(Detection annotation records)
* * * *
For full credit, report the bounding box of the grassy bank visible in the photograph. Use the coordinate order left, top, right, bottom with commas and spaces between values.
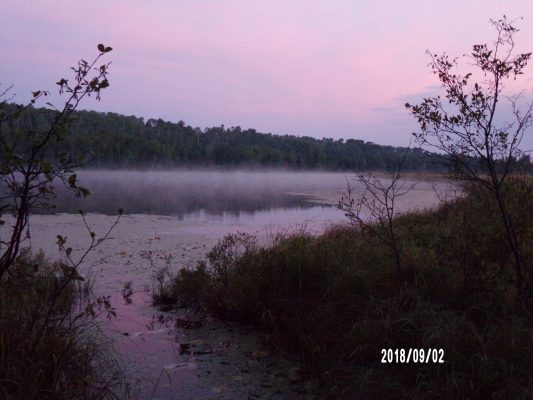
0, 253, 127, 400
156, 181, 533, 399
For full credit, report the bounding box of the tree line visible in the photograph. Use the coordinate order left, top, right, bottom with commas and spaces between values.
0, 104, 456, 171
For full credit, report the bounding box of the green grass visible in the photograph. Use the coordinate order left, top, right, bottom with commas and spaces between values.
157, 180, 533, 399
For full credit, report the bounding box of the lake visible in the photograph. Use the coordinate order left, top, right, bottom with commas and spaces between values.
0, 170, 455, 399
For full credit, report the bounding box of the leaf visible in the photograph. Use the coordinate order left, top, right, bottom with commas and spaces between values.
68, 174, 77, 188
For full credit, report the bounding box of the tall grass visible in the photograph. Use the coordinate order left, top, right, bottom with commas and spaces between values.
158, 180, 533, 399
0, 252, 128, 400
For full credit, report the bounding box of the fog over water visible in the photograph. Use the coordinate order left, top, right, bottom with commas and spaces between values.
36, 169, 454, 234
48, 170, 346, 217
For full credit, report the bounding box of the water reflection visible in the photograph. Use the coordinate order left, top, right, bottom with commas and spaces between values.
44, 170, 345, 218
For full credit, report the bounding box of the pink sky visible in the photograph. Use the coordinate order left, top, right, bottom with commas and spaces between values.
0, 0, 533, 147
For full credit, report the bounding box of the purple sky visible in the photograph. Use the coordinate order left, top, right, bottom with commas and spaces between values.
0, 0, 533, 148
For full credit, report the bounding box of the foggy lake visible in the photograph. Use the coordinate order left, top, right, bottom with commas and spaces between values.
* * * *
— What to produce —
Output all the lines above exactly as they appear, leaving out the picture.

— Solution to this task —
For full credit, report the bounding box of the grassy bank visible in the photograph. Use the coordinate order left, top, right, bottom with commas and spaces between values.
0, 253, 127, 400
156, 181, 533, 399
For full credit, report the bounding box of the tree line visible in the photograph. Use the coordinate order left, top, right, bottom with commas and spaces between values.
0, 104, 456, 171
For full credit, report the bounding box of the green grass visible in the photograph. Use the coordinate order left, top, right, bottom with commas and spaces between values.
157, 180, 533, 399
For full credit, report the bounding box of the lake visible in the photograph. Use the coordinate order left, top, right, bottom with commas and spaces between values.
0, 170, 455, 399
For full credit, report the bounding box of the leaf visible in the photograph. Use the coordinate order left, top, right, bottom with commas and spaces between values.
68, 174, 77, 188
For full credit, report the bounding box of the tall grass visible in the photograph. Use the coordinate order left, top, right, bottom with commas and spaces between values.
158, 180, 533, 399
0, 252, 128, 400
For full credit, report the bounding box of the fog over water visible in the photograph. Use the coordinate order left, top, right, bottom with commas and spaces between values.
36, 169, 454, 234
48, 170, 346, 217
For full credit, report the bounding box of the water reflection visible in the photograph. Use the coordinate order left, top, right, bottom with commas and spaces between values.
44, 170, 345, 218
For full credit, report the bounding box of the pink sky visible in the photograph. Use the coordinate order left, top, right, bottom with commas and spaces between values.
0, 0, 533, 147
For full credit, report the bounding box of the purple sky visible in the photograph. Use the coordinate order left, top, right, bottom with commas and spaces between values.
0, 0, 533, 148
For full credit, report the bounding box of the foggy lake visible in the photograph. Use the coordinate order left, top, right, bottom with commas and spaces between values.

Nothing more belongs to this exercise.